▶ Verilen Metin
◇ ◇ ◇ ◇ ◇ ◇ ◇
Herkes önemli olduğunu biliyor da neden bu kadar önemli Göbeklitepe? Bu yazıda gidip gördüğüm taşların hikayesini farklı kaynaklardan okuduğum bilgiler doğrultusunda size anlatacağım. Yer yer benim fikirlerimi göreceksiniz. Yazıyı okuduktan sonra siz de fikirlerinizi ya da sorularınızı yorumlara yazarsanız sevinirim. Haydi şimdi hep beraber geçmişe gidelim, binlerce yıl geriye…
Binlerce arkeolog, tarihçi, antropolog, sanat tarihçisi, jeolog ve hatta gökbilimci insanlığın gelişimini çözmeye çalışıyor. Başlıca sorularına kısmen cevap bulmuşlarsa da halen koca bir yapbozun parçaları gibi hep dağınık hep bir parça eksik. Fakat dünyanın çeşitli yerlerinde yapılan araştırmalar bize şunu gösterdi; insanlığın ayak izleri her yerde var ama medeniyetlerin doğduğu kadim topraklar Anadolu ve Mezopotamya.
◇ ◇ ◇ ◇ ◇ ◇ ◇
▶ Sağlanan Malzeme
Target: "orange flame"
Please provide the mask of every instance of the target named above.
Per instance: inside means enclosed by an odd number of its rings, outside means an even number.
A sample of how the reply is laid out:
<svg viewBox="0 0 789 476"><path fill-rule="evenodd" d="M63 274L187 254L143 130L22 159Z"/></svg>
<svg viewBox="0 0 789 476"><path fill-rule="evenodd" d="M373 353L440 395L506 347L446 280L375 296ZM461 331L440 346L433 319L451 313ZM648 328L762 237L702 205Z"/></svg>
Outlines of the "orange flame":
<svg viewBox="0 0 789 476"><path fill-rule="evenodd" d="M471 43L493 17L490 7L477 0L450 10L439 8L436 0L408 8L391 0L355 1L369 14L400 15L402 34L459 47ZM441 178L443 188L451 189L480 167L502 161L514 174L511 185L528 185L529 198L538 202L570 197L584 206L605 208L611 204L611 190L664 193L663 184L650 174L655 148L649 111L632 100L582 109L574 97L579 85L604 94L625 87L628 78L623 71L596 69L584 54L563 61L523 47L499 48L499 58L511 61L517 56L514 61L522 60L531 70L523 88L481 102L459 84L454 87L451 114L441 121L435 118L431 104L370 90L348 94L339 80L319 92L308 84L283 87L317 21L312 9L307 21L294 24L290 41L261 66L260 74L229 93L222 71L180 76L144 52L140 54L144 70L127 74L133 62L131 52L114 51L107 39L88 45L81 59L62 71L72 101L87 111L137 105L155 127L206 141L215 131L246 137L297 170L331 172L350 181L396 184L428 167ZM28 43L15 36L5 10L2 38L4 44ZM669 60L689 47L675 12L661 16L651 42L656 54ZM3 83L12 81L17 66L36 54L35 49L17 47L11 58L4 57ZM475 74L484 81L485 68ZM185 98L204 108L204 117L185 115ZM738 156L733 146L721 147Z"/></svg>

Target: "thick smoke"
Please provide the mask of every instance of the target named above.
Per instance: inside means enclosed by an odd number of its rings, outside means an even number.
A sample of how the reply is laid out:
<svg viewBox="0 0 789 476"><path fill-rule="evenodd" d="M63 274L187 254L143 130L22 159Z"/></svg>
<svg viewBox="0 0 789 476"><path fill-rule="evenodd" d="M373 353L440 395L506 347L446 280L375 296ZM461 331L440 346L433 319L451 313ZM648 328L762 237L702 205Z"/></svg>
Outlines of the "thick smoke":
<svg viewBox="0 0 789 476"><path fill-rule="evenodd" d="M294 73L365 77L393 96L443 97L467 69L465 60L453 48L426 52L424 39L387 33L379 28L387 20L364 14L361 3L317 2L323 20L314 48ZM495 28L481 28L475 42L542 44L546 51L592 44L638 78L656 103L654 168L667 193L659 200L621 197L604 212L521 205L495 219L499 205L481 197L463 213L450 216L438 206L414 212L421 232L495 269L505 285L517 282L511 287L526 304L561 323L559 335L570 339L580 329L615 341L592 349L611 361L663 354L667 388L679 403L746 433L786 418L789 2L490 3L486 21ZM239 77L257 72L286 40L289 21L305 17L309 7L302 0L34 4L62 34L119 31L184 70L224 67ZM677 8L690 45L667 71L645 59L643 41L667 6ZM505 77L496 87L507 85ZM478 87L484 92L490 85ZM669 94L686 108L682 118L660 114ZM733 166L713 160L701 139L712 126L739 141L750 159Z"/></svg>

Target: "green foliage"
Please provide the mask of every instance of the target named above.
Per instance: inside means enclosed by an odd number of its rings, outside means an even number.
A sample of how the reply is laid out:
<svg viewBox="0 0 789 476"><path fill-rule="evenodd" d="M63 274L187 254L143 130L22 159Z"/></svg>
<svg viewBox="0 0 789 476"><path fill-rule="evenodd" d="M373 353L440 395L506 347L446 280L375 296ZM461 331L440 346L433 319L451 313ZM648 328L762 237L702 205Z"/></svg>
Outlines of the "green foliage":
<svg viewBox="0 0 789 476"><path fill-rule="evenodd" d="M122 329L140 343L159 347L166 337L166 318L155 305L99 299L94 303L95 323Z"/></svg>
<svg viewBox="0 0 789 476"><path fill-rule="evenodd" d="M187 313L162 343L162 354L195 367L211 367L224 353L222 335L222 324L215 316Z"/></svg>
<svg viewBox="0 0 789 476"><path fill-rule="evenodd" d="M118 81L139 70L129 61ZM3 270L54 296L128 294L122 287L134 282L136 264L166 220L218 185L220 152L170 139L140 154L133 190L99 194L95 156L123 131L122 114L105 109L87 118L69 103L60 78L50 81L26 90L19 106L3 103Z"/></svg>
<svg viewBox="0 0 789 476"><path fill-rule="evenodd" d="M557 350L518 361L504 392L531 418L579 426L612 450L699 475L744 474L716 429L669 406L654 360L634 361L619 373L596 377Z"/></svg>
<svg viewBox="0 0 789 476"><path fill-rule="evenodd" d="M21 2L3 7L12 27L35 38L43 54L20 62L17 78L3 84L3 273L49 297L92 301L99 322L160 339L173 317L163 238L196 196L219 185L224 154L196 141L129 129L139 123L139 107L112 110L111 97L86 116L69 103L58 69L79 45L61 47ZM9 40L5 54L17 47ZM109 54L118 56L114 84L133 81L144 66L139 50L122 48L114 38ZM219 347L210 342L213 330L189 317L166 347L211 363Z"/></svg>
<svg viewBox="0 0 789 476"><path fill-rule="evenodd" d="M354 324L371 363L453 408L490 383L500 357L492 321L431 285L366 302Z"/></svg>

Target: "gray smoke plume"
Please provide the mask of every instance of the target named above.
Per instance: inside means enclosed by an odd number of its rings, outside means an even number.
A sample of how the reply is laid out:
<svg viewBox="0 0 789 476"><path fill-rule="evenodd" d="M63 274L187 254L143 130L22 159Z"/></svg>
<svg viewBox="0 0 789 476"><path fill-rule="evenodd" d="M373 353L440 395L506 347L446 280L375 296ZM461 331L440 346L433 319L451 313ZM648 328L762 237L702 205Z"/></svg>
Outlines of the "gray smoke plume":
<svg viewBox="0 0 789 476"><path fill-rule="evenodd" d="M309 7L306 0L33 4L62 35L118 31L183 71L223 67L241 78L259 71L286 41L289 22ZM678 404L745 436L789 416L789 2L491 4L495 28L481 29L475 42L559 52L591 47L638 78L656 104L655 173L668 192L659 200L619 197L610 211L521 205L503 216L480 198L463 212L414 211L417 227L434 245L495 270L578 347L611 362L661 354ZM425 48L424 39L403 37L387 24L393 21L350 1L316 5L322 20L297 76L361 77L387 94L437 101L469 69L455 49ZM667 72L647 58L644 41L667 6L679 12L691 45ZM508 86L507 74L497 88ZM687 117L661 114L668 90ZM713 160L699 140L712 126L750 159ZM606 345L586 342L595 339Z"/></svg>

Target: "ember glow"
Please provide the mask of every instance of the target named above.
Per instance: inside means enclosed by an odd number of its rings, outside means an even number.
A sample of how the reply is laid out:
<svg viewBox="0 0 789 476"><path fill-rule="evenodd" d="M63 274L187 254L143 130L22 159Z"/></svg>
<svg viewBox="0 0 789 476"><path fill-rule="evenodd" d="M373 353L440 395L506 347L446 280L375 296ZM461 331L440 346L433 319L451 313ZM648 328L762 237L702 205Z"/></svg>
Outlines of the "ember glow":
◇ ◇ ◇ ◇ ◇ ◇ ◇
▶ İstenenler
1. Göbeklitepe yazısında, medeniyetlerin doğduğu kadim toprakların Anadolu ve Mezopotamya olduğu neye dayandırılıyor? Bir ile üç cümle arasında açıklayın.
2. Göbeklitepe yazısını kaldığı yerden ilerletin.

▶ Alıştırma Cevapları
1. Bu sonuç, dünyanın çeşitli yerlerinde yapılan araştırmalara dayandırılıyor. Yazıya göre bu araştırmalar, insanlığın ayak izlerinin her yerde bulunduğunu, ama medeniyetlerin doğduğu kadim toprakların Anadolu ve Mezopotamya olduğunu göstermiştir.

2.
İnsanlar ilk başlarda yemek için daha doğrusu yaşamak için sürekli yer değiştirdiler. Buldukları mağaraları, ağaç kovuklarını sığınak olarak kullandılar. Bu çağdan günümüze taş aletler ulaştığından bu devre kısaca “taş devri “ diyoruz.
İnsanlar mağaralarda yaşıyorlardı ve ağaçlardan topladıkları bitkileri yiyip avlanarak karınlarını doyuruyorlardı. En fazla 20-30 kişilik gruplar halinde yaşadıkları düşünülüyor. İnanılır gibi değil ama halen Avusturalya, güney Amerika ve Afrika’da bu şekilde yaşayan birkaç kabile olduğu biliniyor.
Uzmanlar insanların buğday ekmeye başlayıp yerleşik hayata geçtiklerini dönemin 5 binler olduğunu varsayıyorlardı.
Taa ki Göbeklitepe’deki bu taşlar çıkana kadar. Çünkü taşların bize söylediği halen hayvan avladıkları yönünde.
Oysa taşların dizilebilmesi için fazlaca insana ihtiyaç olması gerekir. Bu da bizi demek ki yerleşik hayata geçtiler ve kalabalıklar halinde yaşamaya başladılar bulgusuna getiriyor. İşte tam da bu noktada işler karışıyor.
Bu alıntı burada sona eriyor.